_Задача 1:_ Кого пригласили на должность редактора газеты «Джаридат Дагестан», согласно отрывку о духовной жизни Дагестана?

_Предложенный отрывок:_
........
Ввиду того, что роли джадидов в реформе мусульманских школ в Дагестане в начале XX в. уже посвящена работа А. А. Ярлыкапова «Исламское образование на Северном Кавказе в прошлом и настоящем»[2], мы остановимся лишь на кратком сравнительном анализе идеологического подхода джадидов и руководства ДУМД к проблеме взаимоотношений между последователями различных мазхабов.

Ценным источником по истории духовной жизни народов Дагестана в начале XX в. является основанная в 1913 г. по инициативе состоятельного издателя джадидской литературы М. Мавраева газета «Джаридат Дагестан» («Дагестанская газета»). На должность ее редактора по согласованию с администрацией области был приглашен выпускник египетского университета «Аль-Азхар» Али Каяев[3]. Выпуск газеты на арабском языке в области, где практически отсутствовало арабское население[4], является уникальным явлением в истории мусульман России. Благодаря редакционной политике А. Каяева на страницах «Джаридат Дагестан» сложилась интеллектуальная атмосфера, благоприятная для богословских дискуссий и обмена мнениями, что укореняло в конечном счете приоритет дискуссионных средств развития любых форм социального знания.
........
_Задача 2:_ Сообщите только число строк записей, в которых встречается слово «upper», с учетом регистра.
........
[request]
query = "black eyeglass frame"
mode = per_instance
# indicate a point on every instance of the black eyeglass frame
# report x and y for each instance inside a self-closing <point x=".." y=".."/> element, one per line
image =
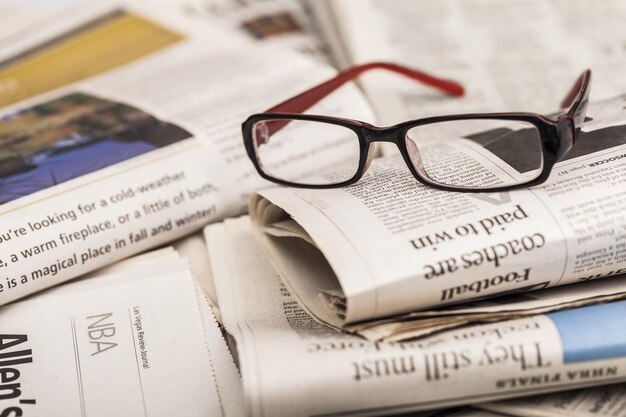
<point x="557" y="138"/>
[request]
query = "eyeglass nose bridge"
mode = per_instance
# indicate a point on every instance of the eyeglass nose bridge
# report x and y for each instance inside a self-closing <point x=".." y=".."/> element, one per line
<point x="380" y="134"/>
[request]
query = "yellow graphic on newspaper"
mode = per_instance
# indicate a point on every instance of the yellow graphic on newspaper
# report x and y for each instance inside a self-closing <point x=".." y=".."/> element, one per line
<point x="103" y="44"/>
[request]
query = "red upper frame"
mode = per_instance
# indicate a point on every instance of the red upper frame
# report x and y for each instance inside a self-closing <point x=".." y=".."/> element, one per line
<point x="306" y="100"/>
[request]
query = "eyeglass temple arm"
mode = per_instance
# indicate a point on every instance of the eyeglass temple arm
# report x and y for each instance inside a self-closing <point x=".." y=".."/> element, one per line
<point x="306" y="100"/>
<point x="577" y="91"/>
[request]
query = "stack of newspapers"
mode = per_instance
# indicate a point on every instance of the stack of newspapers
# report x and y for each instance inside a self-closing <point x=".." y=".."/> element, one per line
<point x="190" y="286"/>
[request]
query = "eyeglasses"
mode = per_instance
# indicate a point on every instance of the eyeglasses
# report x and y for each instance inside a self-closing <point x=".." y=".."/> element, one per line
<point x="465" y="152"/>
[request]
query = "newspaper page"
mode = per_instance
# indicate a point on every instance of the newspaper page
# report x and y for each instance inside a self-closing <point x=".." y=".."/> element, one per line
<point x="388" y="245"/>
<point x="519" y="58"/>
<point x="104" y="168"/>
<point x="418" y="324"/>
<point x="287" y="23"/>
<point x="604" y="401"/>
<point x="292" y="365"/>
<point x="118" y="342"/>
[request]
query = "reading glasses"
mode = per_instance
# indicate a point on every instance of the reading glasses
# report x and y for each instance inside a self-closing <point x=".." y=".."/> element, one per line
<point x="465" y="152"/>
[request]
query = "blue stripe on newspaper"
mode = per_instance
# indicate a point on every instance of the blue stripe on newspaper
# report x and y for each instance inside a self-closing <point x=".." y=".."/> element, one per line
<point x="593" y="332"/>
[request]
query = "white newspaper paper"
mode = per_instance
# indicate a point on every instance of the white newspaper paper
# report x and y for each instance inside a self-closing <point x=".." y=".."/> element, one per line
<point x="117" y="345"/>
<point x="141" y="155"/>
<point x="389" y="245"/>
<point x="292" y="365"/>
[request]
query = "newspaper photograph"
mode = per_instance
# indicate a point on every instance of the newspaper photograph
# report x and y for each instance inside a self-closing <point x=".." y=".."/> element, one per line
<point x="111" y="166"/>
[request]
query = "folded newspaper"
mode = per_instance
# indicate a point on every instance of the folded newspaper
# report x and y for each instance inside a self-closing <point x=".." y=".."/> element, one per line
<point x="292" y="365"/>
<point x="146" y="150"/>
<point x="113" y="340"/>
<point x="389" y="245"/>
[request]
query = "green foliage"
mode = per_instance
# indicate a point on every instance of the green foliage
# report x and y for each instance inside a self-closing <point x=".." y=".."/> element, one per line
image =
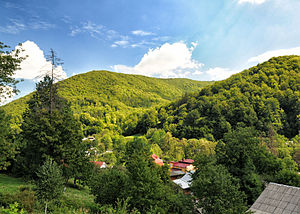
<point x="7" y="146"/>
<point x="50" y="183"/>
<point x="13" y="209"/>
<point x="237" y="154"/>
<point x="170" y="148"/>
<point x="102" y="99"/>
<point x="262" y="96"/>
<point x="216" y="190"/>
<point x="50" y="129"/>
<point x="109" y="185"/>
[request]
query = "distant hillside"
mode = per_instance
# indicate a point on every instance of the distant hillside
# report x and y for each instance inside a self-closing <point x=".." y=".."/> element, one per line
<point x="102" y="98"/>
<point x="266" y="96"/>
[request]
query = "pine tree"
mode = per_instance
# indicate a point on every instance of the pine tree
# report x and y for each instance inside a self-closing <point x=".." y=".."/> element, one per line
<point x="49" y="183"/>
<point x="50" y="129"/>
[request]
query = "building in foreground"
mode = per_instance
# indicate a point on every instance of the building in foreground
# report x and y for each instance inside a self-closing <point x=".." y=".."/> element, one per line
<point x="278" y="199"/>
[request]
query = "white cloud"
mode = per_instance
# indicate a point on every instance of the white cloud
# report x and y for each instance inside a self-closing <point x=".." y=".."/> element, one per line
<point x="217" y="73"/>
<point x="169" y="60"/>
<point x="35" y="65"/>
<point x="89" y="27"/>
<point x="251" y="1"/>
<point x="269" y="54"/>
<point x="141" y="33"/>
<point x="15" y="26"/>
<point x="121" y="42"/>
<point x="6" y="94"/>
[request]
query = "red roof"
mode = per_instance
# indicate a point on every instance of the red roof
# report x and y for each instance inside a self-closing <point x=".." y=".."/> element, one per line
<point x="181" y="165"/>
<point x="98" y="163"/>
<point x="157" y="160"/>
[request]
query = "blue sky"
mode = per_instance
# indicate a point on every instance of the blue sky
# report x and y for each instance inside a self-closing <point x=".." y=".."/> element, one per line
<point x="197" y="39"/>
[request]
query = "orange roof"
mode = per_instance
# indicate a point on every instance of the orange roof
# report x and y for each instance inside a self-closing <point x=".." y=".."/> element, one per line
<point x="98" y="163"/>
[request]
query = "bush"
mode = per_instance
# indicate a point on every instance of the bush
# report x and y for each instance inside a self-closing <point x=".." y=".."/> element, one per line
........
_Результат упражнения 1:_ Выпускника египетского университета «Аль-Азхар» Али Каяева.

_Результат упражнения 2:_ 2